:: TEXT ::
========
The Way It Is
A few months ago we went to a fundraiser for a local organization called Art in the Public Eye.Sean and I walked around scanning the silent auction items before bidding on a few different things, one of which was a family fun pack for three hours at a Lake George Arcade. I think somehow the idea of bidding on (and winning) a kid-friendly item tempered the guilt of another late night out without them. The certificate has been on the side of the fridge ever since. The other day we decided it offered the perfect opportunity to do something entirely kid-centric.
The certificate didn’t really explain what it represented, upon showing it at at the counter we were told, “Here’s a bucket of quarters, we’ll refill it as many times as you can empty it.” I looked around at the dimly lit, seriously run-down family of second rate machines coated in germs and wondered how long we’d actually stay. The girls were delirious with joy. Bottomless quarters meant that they could do anything or everything. There were little carousels and character rides, huge, illuminated air hockey tables, rows of pinball machines, photo booths, and more of those try-and-grab-something-with-the-claw-games than I’ve ever seen in my life.
========
:: GIVEN PROBLEM 1 ::
Please copy the rows below word for word, starting with the line that contains "Would you mind annotating the beige" and going through the last line of the rows.
========
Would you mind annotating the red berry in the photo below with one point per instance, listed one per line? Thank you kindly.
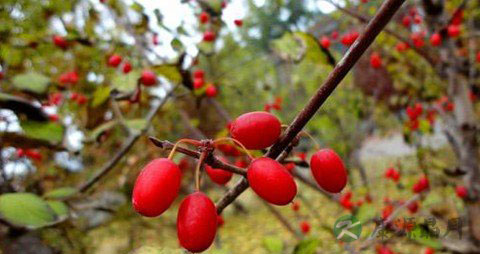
(413, 207)
(217, 175)
(238, 22)
(350, 38)
(421, 185)
(204, 17)
(114, 60)
(148, 78)
(271, 181)
(384, 250)
(55, 98)
(295, 206)
(53, 117)
(436, 39)
(156, 187)
(241, 163)
(328, 170)
(209, 36)
(305, 227)
(127, 67)
(461, 191)
(453, 30)
(33, 154)
(211, 91)
(81, 99)
(199, 74)
(457, 17)
(60, 42)
(417, 40)
(395, 176)
(325, 42)
(289, 166)
(417, 19)
(334, 35)
(256, 130)
(429, 251)
(406, 21)
(302, 156)
(387, 211)
(375, 60)
(68, 78)
(198, 83)
(196, 222)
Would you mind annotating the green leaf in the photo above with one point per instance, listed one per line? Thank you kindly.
(307, 246)
(136, 124)
(169, 71)
(60, 193)
(50, 131)
(26, 210)
(126, 82)
(273, 244)
(100, 95)
(59, 208)
(32, 82)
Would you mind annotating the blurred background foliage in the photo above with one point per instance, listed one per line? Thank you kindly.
(275, 54)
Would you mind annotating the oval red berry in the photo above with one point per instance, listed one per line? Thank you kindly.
(328, 170)
(271, 181)
(156, 187)
(196, 222)
(256, 130)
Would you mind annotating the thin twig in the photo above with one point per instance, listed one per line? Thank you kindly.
(374, 27)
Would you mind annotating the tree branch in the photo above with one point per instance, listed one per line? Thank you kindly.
(374, 27)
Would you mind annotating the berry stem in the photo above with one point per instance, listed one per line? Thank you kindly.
(236, 142)
(186, 140)
(315, 143)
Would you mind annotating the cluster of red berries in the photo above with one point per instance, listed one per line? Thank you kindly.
(199, 82)
(158, 183)
(30, 153)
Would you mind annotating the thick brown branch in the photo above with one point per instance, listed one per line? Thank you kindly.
(127, 145)
(374, 27)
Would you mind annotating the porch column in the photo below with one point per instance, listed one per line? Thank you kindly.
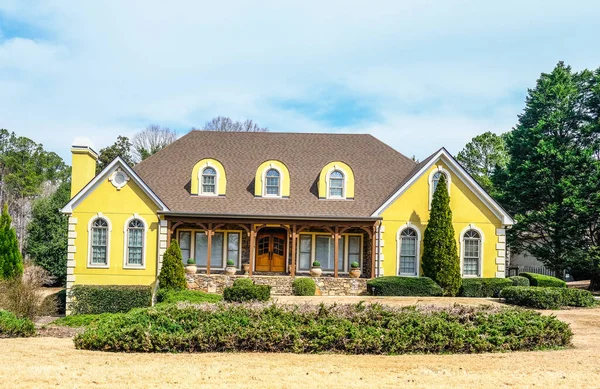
(209, 234)
(336, 250)
(294, 236)
(252, 250)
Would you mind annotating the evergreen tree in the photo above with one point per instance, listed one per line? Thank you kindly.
(47, 233)
(11, 261)
(172, 273)
(440, 255)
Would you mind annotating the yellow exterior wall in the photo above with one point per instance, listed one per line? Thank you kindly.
(222, 178)
(285, 177)
(348, 179)
(413, 206)
(117, 206)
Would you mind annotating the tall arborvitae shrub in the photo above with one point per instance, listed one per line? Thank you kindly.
(440, 255)
(11, 261)
(172, 273)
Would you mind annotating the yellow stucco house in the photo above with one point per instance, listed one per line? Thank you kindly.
(275, 202)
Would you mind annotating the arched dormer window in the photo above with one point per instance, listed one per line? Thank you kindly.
(272, 183)
(209, 181)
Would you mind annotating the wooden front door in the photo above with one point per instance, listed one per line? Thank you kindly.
(270, 252)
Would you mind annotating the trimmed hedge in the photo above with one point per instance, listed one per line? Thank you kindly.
(519, 281)
(403, 286)
(304, 287)
(13, 327)
(244, 289)
(542, 280)
(483, 287)
(93, 299)
(547, 297)
(348, 329)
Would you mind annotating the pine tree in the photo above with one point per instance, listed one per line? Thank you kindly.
(11, 261)
(440, 255)
(172, 273)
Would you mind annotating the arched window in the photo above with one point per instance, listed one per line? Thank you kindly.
(209, 181)
(471, 253)
(409, 249)
(272, 183)
(99, 243)
(135, 243)
(336, 184)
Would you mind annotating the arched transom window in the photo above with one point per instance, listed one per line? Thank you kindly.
(99, 244)
(409, 248)
(209, 181)
(272, 183)
(471, 253)
(135, 243)
(336, 184)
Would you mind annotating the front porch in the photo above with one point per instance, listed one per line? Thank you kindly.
(268, 247)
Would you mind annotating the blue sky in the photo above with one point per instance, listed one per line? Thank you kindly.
(419, 75)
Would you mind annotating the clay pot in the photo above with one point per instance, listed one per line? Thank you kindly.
(316, 271)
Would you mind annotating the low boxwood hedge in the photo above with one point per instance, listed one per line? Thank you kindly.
(92, 299)
(304, 287)
(348, 329)
(403, 286)
(547, 297)
(542, 280)
(519, 280)
(13, 327)
(483, 287)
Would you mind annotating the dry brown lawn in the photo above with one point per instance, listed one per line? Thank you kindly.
(52, 362)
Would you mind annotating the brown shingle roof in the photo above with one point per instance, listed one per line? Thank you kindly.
(378, 169)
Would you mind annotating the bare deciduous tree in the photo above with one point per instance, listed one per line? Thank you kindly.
(225, 124)
(150, 141)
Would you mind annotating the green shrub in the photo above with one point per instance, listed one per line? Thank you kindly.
(348, 329)
(242, 291)
(186, 295)
(483, 287)
(13, 327)
(542, 280)
(519, 280)
(547, 297)
(93, 299)
(403, 286)
(172, 273)
(304, 287)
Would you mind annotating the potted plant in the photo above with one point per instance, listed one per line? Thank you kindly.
(230, 269)
(191, 267)
(354, 270)
(315, 269)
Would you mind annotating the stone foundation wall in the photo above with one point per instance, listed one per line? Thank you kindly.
(281, 285)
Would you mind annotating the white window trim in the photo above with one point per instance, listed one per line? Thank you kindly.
(438, 169)
(264, 181)
(462, 251)
(313, 251)
(343, 196)
(217, 178)
(398, 250)
(126, 265)
(108, 235)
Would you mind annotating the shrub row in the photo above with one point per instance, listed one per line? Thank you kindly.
(547, 297)
(91, 299)
(304, 287)
(244, 289)
(13, 327)
(403, 286)
(483, 287)
(542, 280)
(350, 329)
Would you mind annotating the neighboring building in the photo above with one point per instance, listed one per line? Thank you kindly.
(277, 201)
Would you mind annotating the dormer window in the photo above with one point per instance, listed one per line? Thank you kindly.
(272, 183)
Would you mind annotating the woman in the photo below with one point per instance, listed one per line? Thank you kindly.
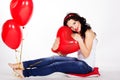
(84, 63)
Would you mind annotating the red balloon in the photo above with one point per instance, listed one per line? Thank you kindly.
(11, 34)
(21, 10)
(67, 43)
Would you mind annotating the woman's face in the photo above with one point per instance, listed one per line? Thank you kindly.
(74, 25)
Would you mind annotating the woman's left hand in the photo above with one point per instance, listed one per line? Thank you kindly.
(77, 37)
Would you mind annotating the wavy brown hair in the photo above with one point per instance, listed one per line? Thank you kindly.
(84, 26)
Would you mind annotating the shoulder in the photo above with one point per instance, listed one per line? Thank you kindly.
(90, 33)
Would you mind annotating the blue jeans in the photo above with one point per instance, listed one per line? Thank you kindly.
(46, 66)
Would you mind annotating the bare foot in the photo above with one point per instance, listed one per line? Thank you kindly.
(16, 66)
(19, 73)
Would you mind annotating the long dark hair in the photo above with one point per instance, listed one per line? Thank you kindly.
(84, 26)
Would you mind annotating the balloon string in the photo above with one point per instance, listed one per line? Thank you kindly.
(20, 55)
(21, 51)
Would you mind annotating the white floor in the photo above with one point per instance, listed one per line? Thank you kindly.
(7, 74)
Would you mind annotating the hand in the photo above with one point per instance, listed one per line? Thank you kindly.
(61, 54)
(77, 37)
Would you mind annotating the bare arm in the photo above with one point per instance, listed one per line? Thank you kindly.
(86, 44)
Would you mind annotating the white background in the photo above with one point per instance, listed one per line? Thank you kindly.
(47, 17)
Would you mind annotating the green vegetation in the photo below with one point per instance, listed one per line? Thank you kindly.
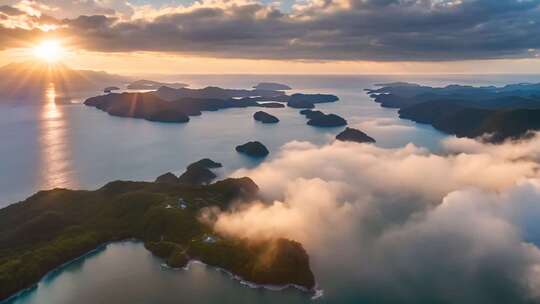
(53, 227)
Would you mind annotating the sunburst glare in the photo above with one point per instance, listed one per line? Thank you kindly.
(49, 50)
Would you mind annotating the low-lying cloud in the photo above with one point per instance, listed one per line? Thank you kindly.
(406, 225)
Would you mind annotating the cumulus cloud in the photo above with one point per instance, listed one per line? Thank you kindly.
(318, 30)
(405, 224)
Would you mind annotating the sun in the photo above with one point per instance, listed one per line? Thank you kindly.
(49, 50)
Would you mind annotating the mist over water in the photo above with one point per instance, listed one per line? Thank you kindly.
(80, 147)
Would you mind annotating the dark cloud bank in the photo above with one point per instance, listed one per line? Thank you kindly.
(389, 30)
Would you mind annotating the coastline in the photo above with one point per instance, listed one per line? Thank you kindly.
(56, 270)
(316, 292)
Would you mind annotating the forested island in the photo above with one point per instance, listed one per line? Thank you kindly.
(175, 105)
(53, 227)
(495, 113)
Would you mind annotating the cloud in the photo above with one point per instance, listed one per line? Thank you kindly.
(384, 30)
(405, 224)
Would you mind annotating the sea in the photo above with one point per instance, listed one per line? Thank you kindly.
(48, 145)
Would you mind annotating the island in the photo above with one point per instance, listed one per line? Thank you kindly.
(56, 226)
(320, 119)
(253, 149)
(308, 101)
(170, 105)
(491, 113)
(199, 173)
(309, 114)
(265, 117)
(354, 135)
(271, 105)
(273, 86)
(144, 84)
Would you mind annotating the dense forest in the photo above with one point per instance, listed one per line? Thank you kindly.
(53, 227)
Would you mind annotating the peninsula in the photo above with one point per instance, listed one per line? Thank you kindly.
(53, 227)
(172, 105)
(493, 113)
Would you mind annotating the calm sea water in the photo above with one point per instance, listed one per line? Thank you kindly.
(81, 147)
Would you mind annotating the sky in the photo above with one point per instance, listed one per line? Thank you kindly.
(279, 37)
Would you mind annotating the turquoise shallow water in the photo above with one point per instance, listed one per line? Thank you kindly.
(80, 147)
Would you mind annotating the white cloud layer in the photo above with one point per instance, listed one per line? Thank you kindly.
(405, 224)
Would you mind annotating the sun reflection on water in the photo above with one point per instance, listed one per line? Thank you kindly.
(56, 166)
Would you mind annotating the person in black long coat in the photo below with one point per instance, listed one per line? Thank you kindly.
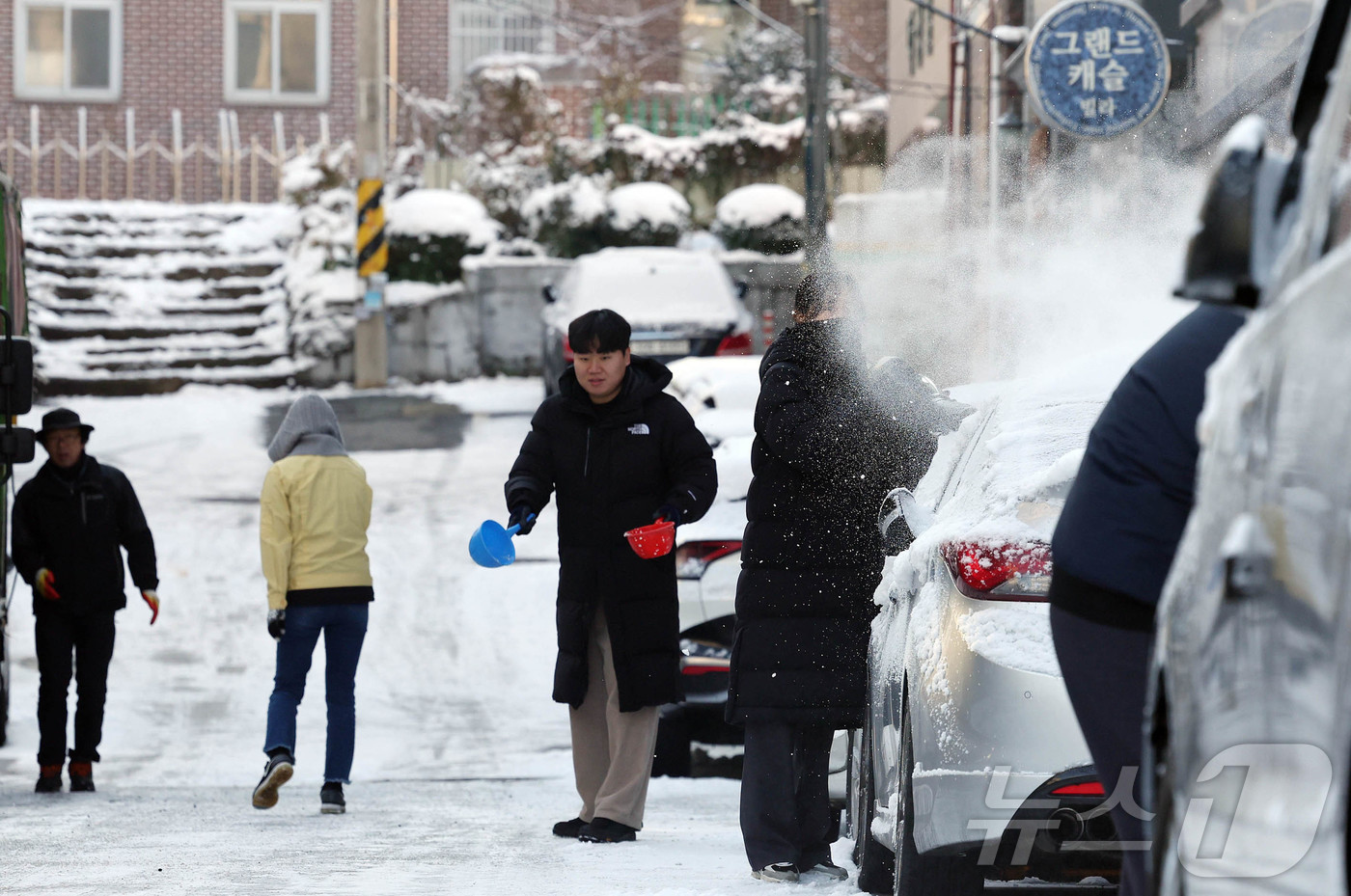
(826, 455)
(1114, 547)
(619, 453)
(70, 523)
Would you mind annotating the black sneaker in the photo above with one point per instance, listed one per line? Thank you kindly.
(828, 869)
(601, 830)
(570, 828)
(49, 780)
(274, 774)
(81, 777)
(330, 799)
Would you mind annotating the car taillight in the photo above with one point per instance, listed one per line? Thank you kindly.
(692, 557)
(988, 571)
(733, 344)
(704, 658)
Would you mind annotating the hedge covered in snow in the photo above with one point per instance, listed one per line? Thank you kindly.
(762, 217)
(429, 231)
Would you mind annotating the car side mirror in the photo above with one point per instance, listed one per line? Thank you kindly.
(1238, 237)
(901, 518)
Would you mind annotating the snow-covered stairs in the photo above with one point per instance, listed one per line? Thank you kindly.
(145, 297)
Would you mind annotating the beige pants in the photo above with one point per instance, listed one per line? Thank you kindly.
(612, 750)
========
:: GIVEN PROBLEM 2 ::
Write the next part of the arcade post, picking up right after its last sentence.

:: EXPECTED OUTPUT 1 ::
Would you mind annotating the beige pants in the photo above with one point per instance, listed one per line? Thank you kindly.
(612, 750)

:: EXPECTED OUTPUT 2 ::
We began slowly, moving from one spot to the next, “Ooh, can I do this?” and “Hey, come race me at this.” I carried an armload of coats and hats as snow fell heavily outside. Sean hovered, a huge grin on his face as the girls would scatter and then come right back to tell us breathlessly about what they’d just discovered, “A talking clown, it really, really talks and then it gives you an egg. See?” Finley gushed as she held out a tangerine colored plastic egg. Her excitement was contagious enough to take my mind off any misgivings. I snaked through the maze of machines with her. We controlled extendable arms capped with boxing gloves to knock over little, tiny, rubber duckies. We held quilted mallets and pounded flashing lights to make our frogs hop faster.
About an hour into our visit we all walked over to to a laser challenge near the counter. Finley asked to go in with her sisters and then they were gone. They disappeared into the darkened room of lasers, the object being to pass through the tangle of light without touching the rays. A screen outside the room allowed us to watch, Finley quickly came back out shaking her head. “Instead, I’ll just watch,” she said as she snaked an arm between my legs and rested her head against my hip. I smiled, I don’t mind having someone who still feels more skittish than bold in the face of big kid adventure.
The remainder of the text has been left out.